**About this task:**
Reproduce each record exactly. The pictures should be skipped.
__________________________________________________
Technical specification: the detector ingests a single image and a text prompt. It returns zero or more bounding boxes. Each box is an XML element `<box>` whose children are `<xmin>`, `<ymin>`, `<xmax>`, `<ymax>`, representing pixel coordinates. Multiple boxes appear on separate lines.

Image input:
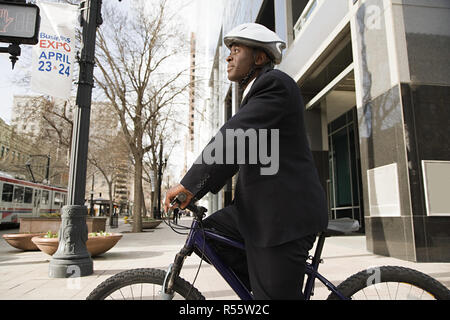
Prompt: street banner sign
<box><xmin>0</xmin><ymin>1</ymin><xmax>40</xmax><ymax>45</ymax></box>
<box><xmin>31</xmin><ymin>0</ymin><xmax>78</xmax><ymax>100</ymax></box>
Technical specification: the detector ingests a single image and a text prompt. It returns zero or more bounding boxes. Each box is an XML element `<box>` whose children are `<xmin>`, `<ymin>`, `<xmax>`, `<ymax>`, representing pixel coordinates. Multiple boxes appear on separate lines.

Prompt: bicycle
<box><xmin>87</xmin><ymin>193</ymin><xmax>450</xmax><ymax>300</ymax></box>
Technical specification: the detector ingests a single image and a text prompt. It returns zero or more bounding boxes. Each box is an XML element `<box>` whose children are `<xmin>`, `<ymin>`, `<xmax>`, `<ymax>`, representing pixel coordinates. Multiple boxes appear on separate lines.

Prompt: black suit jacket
<box><xmin>181</xmin><ymin>67</ymin><xmax>328</xmax><ymax>247</ymax></box>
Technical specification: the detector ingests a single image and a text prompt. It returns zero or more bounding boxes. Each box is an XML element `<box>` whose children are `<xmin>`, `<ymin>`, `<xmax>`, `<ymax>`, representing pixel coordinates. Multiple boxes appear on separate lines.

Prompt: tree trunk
<box><xmin>132</xmin><ymin>158</ymin><xmax>143</xmax><ymax>232</ymax></box>
<box><xmin>152</xmin><ymin>172</ymin><xmax>159</xmax><ymax>218</ymax></box>
<box><xmin>108</xmin><ymin>181</ymin><xmax>114</xmax><ymax>218</ymax></box>
<box><xmin>141</xmin><ymin>187</ymin><xmax>147</xmax><ymax>217</ymax></box>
__________________________________________________
**Worked solution:**
Technical specification: the detector ingests a single image and a text prompt. It returns zero or more bounding boxes. Each box is an XML element `<box>` whose children are `<xmin>`, `<ymin>`, `<xmax>`, `<ymax>`, representing pixel coordinates. Multiple boxes appear on separate lines.

Image input:
Prompt: street banner sign
<box><xmin>0</xmin><ymin>1</ymin><xmax>40</xmax><ymax>45</ymax></box>
<box><xmin>31</xmin><ymin>0</ymin><xmax>78</xmax><ymax>100</ymax></box>
Technical specification: the detector ingests a single image and a text prompt. It returns zero or more bounding boxes. Each box is an XML element `<box>` whose children are `<xmin>`, `<ymin>`, `<xmax>`, `<ymax>`, representing pixel coordinates. Multiple boxes appear on separate lines.

Prompt: bicycle
<box><xmin>87</xmin><ymin>193</ymin><xmax>450</xmax><ymax>300</ymax></box>
Technical specification: the detector ingests a single image and a text prompt. It returns zero or more bounding boxes. Each box is an XML element `<box>` whose children are `<xmin>`, `<ymin>`, `<xmax>`, `<ymax>`, representing pixel coordinates. Multiple boxes appear on separate lines.

Prompt: black suit jacket
<box><xmin>181</xmin><ymin>67</ymin><xmax>328</xmax><ymax>247</ymax></box>
Technical specification: the detector ingests a single image and a text prompt. It returns zero or more bounding boxes. Each box is an XML element `<box>` whose children are `<xmin>`, `<ymin>`, `<xmax>`, `<ymax>`, representing pixel coordinates. Multiple boxes appear on separate lines.

Prompt: tree trunk
<box><xmin>132</xmin><ymin>158</ymin><xmax>143</xmax><ymax>232</ymax></box>
<box><xmin>152</xmin><ymin>172</ymin><xmax>159</xmax><ymax>218</ymax></box>
<box><xmin>108</xmin><ymin>181</ymin><xmax>114</xmax><ymax>218</ymax></box>
<box><xmin>141</xmin><ymin>187</ymin><xmax>147</xmax><ymax>217</ymax></box>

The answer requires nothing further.